>>

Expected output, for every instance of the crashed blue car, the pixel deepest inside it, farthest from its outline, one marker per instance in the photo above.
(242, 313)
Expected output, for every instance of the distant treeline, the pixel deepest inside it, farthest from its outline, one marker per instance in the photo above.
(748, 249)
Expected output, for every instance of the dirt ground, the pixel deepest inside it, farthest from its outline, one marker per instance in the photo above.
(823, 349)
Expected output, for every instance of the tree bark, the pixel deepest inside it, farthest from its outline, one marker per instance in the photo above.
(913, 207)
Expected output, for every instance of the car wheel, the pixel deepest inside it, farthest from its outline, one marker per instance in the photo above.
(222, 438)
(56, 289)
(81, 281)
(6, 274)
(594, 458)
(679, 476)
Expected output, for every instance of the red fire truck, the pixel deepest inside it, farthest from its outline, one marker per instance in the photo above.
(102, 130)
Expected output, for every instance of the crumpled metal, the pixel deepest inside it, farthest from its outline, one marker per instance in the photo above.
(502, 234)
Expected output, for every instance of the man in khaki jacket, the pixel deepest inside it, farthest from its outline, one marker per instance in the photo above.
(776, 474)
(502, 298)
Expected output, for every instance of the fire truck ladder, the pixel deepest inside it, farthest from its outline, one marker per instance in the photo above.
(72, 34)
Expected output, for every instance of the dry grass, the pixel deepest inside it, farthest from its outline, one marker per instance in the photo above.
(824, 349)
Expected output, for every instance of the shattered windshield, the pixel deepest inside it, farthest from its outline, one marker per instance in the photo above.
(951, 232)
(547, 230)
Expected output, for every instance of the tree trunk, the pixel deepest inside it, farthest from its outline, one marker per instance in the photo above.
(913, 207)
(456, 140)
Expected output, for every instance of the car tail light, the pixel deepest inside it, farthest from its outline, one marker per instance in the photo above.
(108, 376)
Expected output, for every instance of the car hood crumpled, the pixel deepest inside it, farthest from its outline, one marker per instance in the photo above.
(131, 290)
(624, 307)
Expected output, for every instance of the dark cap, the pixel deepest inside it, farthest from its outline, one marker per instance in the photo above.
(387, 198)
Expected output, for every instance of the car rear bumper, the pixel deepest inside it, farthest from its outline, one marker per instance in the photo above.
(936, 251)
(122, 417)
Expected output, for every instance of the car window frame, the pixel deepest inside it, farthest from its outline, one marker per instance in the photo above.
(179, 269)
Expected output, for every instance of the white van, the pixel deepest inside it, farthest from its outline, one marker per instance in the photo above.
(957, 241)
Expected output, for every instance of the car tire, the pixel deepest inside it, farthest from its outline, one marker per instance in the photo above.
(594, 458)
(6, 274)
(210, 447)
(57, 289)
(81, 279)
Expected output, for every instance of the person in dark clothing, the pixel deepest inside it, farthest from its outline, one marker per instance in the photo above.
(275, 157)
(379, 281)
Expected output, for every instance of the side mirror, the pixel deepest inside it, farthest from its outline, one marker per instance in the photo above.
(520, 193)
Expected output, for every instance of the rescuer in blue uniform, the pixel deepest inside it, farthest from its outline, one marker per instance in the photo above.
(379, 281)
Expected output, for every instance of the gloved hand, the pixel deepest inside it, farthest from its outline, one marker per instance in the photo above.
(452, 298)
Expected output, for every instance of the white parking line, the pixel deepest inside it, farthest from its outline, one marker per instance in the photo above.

<<
>>

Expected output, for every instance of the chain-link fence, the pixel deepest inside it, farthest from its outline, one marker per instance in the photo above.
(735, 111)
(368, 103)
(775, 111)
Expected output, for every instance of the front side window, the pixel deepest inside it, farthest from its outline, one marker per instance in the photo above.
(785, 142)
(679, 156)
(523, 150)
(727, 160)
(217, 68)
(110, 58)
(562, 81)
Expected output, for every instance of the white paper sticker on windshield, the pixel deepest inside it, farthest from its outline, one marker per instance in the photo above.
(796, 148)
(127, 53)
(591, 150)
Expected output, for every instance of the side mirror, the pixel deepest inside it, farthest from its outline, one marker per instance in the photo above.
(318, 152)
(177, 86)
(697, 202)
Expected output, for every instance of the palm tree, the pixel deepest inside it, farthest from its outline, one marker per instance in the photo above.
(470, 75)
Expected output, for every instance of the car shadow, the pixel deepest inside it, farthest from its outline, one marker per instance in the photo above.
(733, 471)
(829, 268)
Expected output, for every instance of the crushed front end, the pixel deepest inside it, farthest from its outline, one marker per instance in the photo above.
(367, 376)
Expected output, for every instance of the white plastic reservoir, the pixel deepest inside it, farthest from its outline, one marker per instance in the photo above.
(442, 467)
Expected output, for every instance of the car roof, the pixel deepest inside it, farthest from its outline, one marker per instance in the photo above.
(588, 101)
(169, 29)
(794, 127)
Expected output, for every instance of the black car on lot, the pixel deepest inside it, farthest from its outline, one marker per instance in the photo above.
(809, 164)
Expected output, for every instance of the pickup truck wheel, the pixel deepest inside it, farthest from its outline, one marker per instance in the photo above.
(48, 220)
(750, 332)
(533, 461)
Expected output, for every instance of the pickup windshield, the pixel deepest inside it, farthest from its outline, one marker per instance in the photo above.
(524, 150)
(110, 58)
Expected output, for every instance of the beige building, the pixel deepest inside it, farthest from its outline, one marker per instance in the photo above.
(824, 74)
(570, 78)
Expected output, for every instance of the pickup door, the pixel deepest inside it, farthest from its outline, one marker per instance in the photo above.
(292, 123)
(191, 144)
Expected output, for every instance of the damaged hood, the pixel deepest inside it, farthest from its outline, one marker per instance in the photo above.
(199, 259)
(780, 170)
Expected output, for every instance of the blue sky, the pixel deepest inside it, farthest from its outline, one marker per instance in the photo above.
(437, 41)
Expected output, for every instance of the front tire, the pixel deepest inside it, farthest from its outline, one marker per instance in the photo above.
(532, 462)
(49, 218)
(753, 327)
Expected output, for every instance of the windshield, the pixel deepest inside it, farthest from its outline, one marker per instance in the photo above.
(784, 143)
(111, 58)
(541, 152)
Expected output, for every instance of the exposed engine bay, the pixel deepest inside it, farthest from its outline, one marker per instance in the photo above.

<<

Task requirements: Repeat word for word the lines above that run from the line containing "Expected output, for every instance of the pickup door, the" through the line containing "Expected output, for every instance of the exposed", both ends included, and nothing else.

Task solution:
Expected output, for every instance of the pickup door, the pixel deepest inside it, farthest from its outline, one marker per instance in the photo above.
(292, 123)
(191, 144)
Expected output, for every instance of the damaged hood, the pixel deepest inside it, farthest from its outline, one marker per instance in the photo above.
(199, 259)
(780, 170)
Expected output, for every instance of the blue sky, the pixel deepest inside it, farthest from its outline, one marker per instance in the photo above.
(437, 41)
Expected output, for every instance of the front tire, the pixel deepest inside it, farthest from its outline, one marker per instance in the photo above.
(532, 462)
(49, 218)
(753, 327)
Expected output, for every instance of the windshield, the pixel deepest inside it, farthest from its outline, one marker per instance in the photo above.
(784, 143)
(111, 58)
(541, 152)
Expected output, for every instance of the exposed engine bay, the pixel deepest inside it, farthest from its outline, one marker per instance in the photo above.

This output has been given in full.